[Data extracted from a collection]
>>>

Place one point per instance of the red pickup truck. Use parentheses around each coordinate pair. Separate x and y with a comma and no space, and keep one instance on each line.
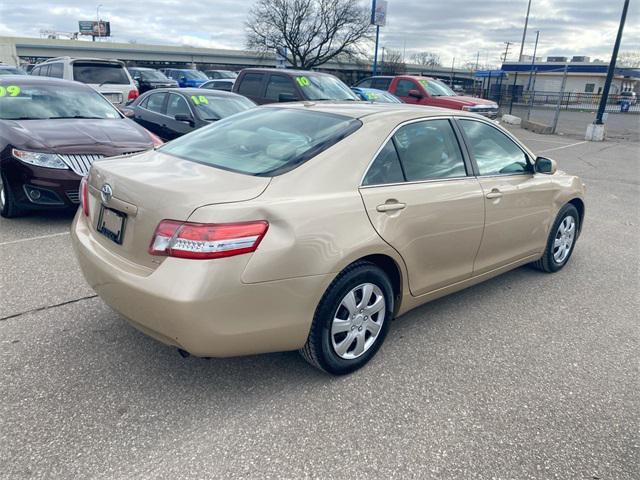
(429,91)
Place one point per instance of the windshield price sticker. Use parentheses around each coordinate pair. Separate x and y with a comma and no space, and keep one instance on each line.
(10,90)
(303,81)
(199,100)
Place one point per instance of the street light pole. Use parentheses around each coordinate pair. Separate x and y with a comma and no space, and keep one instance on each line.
(612,67)
(524,33)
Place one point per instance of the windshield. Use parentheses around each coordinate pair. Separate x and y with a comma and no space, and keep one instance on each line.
(212,107)
(264,141)
(324,87)
(194,75)
(152,75)
(12,71)
(436,88)
(100,73)
(29,102)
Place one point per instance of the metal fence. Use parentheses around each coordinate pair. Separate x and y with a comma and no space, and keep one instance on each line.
(584,102)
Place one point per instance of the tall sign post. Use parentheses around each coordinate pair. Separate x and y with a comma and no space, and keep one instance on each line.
(379,19)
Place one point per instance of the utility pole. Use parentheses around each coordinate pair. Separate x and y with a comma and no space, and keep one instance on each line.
(612,66)
(560,98)
(506,52)
(524,33)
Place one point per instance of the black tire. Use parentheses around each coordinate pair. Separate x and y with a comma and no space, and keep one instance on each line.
(8,207)
(547,262)
(318,350)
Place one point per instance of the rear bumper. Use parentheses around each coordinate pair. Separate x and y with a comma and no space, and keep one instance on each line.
(201,306)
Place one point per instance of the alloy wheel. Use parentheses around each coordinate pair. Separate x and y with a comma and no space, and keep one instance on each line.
(358,321)
(565,235)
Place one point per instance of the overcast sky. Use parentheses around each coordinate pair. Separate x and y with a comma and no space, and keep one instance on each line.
(450,28)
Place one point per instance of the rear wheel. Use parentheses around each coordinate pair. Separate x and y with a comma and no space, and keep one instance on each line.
(8,208)
(351,321)
(561,241)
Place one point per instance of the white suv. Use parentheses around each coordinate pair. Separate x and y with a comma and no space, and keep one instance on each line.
(109,77)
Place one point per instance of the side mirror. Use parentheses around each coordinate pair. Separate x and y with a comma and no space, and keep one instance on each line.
(181,117)
(287,97)
(545,165)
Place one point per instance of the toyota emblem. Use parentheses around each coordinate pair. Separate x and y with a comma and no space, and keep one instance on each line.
(106,192)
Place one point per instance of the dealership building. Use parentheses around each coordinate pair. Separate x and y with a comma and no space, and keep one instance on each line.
(583,75)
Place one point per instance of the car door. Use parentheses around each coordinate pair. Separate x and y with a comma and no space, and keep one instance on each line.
(421,200)
(518,202)
(177,105)
(150,113)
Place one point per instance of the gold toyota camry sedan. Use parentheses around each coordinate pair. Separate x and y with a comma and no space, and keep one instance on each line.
(311,226)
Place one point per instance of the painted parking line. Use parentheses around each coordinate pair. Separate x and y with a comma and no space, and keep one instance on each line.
(40,237)
(564,146)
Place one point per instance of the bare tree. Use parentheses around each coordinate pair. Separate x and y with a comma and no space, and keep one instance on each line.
(426,59)
(393,63)
(311,32)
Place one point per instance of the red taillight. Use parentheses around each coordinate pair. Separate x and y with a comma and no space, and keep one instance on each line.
(206,240)
(84,196)
(157,141)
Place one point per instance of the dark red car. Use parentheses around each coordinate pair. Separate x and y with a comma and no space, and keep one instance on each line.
(429,91)
(51,131)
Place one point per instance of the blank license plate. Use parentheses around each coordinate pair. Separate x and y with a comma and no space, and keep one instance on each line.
(111,224)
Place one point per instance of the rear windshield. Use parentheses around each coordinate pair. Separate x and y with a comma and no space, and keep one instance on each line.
(99,73)
(264,141)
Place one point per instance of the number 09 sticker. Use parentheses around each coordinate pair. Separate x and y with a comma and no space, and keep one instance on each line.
(10,90)
(303,81)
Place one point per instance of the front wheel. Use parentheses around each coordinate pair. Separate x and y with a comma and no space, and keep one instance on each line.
(561,241)
(351,321)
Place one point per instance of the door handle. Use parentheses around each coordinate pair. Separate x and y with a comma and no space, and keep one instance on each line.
(390,207)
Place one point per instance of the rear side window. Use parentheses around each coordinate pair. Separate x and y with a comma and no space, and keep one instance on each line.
(177,106)
(494,152)
(56,70)
(380,83)
(279,84)
(99,73)
(155,102)
(403,87)
(263,142)
(429,150)
(251,84)
(385,168)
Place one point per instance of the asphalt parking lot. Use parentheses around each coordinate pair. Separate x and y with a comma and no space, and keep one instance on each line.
(529,375)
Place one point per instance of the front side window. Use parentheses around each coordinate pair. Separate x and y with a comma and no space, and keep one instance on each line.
(263,142)
(155,102)
(279,84)
(177,106)
(40,102)
(100,73)
(494,152)
(429,150)
(385,168)
(403,87)
(251,84)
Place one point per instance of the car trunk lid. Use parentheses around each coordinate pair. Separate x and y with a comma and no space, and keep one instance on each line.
(154,186)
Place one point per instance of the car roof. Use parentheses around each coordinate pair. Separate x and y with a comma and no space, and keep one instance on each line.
(283,71)
(360,110)
(29,80)
(194,91)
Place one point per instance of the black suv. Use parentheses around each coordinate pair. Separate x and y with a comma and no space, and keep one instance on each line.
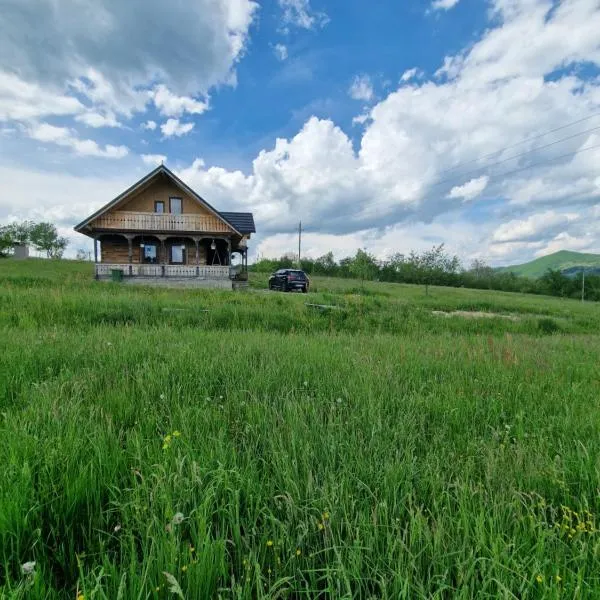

<<<

• WHAT IS ASKED: Extract every line of the material above that contains the word "front", matching case exactly.

• FINISHED TASK:
Place one point per instance of the front wheel. Use parentheses around each coordinate pair. Separate x and y with a comma and no space, and keep one instance on each line.
Place one point per instance of the front side window. Use parentheses around each coordinate pair. Separate x and y with a comma and no space, and keep one instance on each line.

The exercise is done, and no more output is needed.